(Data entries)
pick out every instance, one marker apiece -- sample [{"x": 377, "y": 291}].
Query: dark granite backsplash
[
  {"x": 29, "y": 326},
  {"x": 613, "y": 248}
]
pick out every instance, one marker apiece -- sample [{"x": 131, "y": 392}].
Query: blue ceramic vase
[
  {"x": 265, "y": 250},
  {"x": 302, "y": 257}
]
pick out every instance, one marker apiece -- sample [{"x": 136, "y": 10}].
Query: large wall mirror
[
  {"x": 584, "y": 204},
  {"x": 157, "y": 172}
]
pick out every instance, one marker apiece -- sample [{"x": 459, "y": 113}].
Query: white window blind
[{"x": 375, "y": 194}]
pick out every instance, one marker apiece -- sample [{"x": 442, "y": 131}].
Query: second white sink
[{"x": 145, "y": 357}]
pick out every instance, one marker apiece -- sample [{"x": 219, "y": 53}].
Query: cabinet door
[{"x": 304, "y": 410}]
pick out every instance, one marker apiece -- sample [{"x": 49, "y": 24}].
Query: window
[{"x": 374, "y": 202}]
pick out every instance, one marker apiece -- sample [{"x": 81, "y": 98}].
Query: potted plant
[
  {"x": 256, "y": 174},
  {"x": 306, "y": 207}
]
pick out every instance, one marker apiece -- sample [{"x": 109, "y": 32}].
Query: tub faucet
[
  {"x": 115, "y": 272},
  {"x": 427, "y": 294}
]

## Exercise requirements
In the entries above, find each line containing the string "pick" and copy it.

## Written response
pick out every instance, one marker apiece -- sample [{"x": 377, "y": 291}].
pick out every instance, one marker apiece -- sample [{"x": 131, "y": 392}].
pick out every instance, one marker apiece -- sample [{"x": 136, "y": 10}].
pick out every instance, one marker apiece -- sample [{"x": 459, "y": 113}].
pick out every instance, one marker apiece -- sample [{"x": 442, "y": 131}].
pick out every instance, one marker apiece -- sample [{"x": 219, "y": 53}].
pick out every instance, one marker apiece -- sample [{"x": 49, "y": 24}].
pick out every instance, one marker apiece -- sample [{"x": 81, "y": 98}].
pick out every instance, one marker apiece -- sample [{"x": 109, "y": 32}].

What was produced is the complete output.